If today’s InternetRetailing newsletter has a theme, it’s all about the importance of brand values that reflect consumers’ own. Today we report on how luxury brands are now suspending sales in Russia. Indeed, more brands of all kinds are heeding calls for action as war in Ukraine intensifies – including, today, a highly apologetic Shell.
This is far from a one-off in today’s newsletter. We report today as Made says it’s important for it to reflect its younger shoppers’ deep interest in “transparency, sustainability and integrity” as it posts full-year results. Doing so, it says, “distinguishes us from competitors” as well as making it well-placed for potential future change.
And Lego says, as it also reports full-year results, that it is investing – through donations to child and family causes and through steps to become more sustainable both in terms of energy use and as a business – in building a business that will “inspire and develop future builders for many generations to come”.
Research out today from Yotpo also suggests that brand values offer a tangible business benefit, since nine in 10 UK shoppers want to buy from brands that share their values. The theme of brand values is one we explored in more depth in the recent RetailX UK Top500 report – and it’s something brands now leaving Russia are likely to have taken to heart in recent days.

(Dataset entries)
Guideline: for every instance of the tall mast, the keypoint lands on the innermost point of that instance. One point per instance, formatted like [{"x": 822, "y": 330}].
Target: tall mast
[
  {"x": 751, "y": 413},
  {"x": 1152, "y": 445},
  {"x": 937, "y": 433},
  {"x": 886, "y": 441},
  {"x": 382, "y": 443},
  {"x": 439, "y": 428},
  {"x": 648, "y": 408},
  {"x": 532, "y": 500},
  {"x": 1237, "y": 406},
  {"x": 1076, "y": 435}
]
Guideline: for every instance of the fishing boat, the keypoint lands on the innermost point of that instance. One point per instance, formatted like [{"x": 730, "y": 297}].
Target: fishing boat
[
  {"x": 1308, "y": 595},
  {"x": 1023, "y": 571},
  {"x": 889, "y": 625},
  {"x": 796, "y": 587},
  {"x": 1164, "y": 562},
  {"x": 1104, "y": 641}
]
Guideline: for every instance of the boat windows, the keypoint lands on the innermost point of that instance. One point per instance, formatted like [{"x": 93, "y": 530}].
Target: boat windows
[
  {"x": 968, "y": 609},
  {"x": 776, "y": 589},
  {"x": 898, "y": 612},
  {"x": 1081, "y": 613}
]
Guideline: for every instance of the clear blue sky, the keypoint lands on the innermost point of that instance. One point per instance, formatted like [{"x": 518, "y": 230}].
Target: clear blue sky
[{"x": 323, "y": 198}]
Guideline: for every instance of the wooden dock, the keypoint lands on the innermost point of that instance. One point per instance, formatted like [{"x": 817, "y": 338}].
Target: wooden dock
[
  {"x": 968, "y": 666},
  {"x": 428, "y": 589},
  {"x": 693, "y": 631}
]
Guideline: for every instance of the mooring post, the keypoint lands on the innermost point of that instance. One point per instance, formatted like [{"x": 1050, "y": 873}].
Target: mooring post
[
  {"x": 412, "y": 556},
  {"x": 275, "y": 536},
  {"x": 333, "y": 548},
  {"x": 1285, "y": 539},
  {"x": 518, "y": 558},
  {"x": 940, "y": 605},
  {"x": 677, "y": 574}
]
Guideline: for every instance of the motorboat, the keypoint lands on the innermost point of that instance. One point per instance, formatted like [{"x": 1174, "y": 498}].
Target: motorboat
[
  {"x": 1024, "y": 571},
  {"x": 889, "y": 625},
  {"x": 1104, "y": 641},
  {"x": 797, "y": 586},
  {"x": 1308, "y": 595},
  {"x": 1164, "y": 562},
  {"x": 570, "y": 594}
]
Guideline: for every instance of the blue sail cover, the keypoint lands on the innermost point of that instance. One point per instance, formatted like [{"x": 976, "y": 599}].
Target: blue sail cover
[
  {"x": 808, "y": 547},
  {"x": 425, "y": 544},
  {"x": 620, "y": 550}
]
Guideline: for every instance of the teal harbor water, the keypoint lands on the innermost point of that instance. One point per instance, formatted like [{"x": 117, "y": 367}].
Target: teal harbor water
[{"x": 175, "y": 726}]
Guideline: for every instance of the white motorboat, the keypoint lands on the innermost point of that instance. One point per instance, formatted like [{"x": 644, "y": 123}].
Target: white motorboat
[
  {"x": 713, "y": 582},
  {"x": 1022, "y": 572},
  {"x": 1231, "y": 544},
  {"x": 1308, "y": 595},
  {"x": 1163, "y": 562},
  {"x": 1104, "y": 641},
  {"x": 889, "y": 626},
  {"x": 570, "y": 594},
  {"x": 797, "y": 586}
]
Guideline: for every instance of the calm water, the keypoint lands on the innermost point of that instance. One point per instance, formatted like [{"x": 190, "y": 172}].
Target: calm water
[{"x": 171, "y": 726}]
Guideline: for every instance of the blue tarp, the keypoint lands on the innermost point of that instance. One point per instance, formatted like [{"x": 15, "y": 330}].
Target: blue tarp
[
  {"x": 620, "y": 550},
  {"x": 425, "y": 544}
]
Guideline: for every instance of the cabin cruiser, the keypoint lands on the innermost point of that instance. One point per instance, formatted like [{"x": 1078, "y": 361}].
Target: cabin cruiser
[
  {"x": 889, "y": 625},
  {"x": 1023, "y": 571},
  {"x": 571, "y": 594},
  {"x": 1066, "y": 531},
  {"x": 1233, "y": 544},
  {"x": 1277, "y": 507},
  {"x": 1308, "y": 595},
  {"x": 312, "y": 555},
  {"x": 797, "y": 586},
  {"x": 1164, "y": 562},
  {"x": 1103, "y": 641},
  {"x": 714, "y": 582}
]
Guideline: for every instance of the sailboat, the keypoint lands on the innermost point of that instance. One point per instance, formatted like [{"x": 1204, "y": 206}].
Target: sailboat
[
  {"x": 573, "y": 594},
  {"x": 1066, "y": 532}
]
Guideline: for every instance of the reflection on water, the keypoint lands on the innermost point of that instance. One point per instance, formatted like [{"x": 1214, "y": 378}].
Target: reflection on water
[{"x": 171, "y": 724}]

§ Questions on the material:
(a) Rewrite everything from "If today’s InternetRetailing" down to "potential future change." in the passage on brand values, swapping "newsletter" for "bulletin".
(b) Extend the passage on brand values with a further paragraph that follows on from its last sentence.

§ Answers for the tasks:
(a)
If today’s InternetRetailing bulletin has a theme, it’s all about the importance of brand values that reflect consumers’ own. Today we report on how luxury brands are now suspending sales in Russia. Indeed, more brands of all kinds are heeding calls for action as war in Ukraine intensifies – including, today, a highly apologetic Shell.
This is far from a one-off in today’s bulletin. We report today as Made says it’s important for it to reflect its younger shoppers’ deep interest in “transparency, sustainability and integrity” as it posts full-year results. Doing so, it says, “distinguishes us from competitors” as well as making it well-placed for potential future change.

(b)
In doing so, they are following in the steps of brands that have in recent years fully understood the importance of reflecting their customers’ own values – in areas from sustainability to how workers are treated. For example, Boohoo today publishes the final report from Sir Brian Leveson on its Agenda for Change – and how he judges that agenda has become part of its working practices. That represents a significant turnaround from the headline-grabbing news of low paid workers and poor Covid-19 practices that hit it in the summer of 2020.
Values will be all the more important as retail sales look set to be squeezed by the brewing cost of living crisis. For the moment, however, retail sales are still growing, the latest figures from the BRC, KPMG and Barclaycard suggest. However, it’s interesting to see that online sales are still well ahead of pre-pandemic February 2020, but lagging well behind the peaks reached in the year ago lockdown of non-essential retail.
And we report as Sainsbury’s opens its 400th digital format Argos store-in-a-store – and what that means for both the retailer and its customers – and as Domino’s Pizza Group focuses further on digital.
In today’s guest comment, Eran Miller and Oded Israeli of Empact brief us how retailers can best manage last summer’s changes to EU VAT and still sell successfully across borders.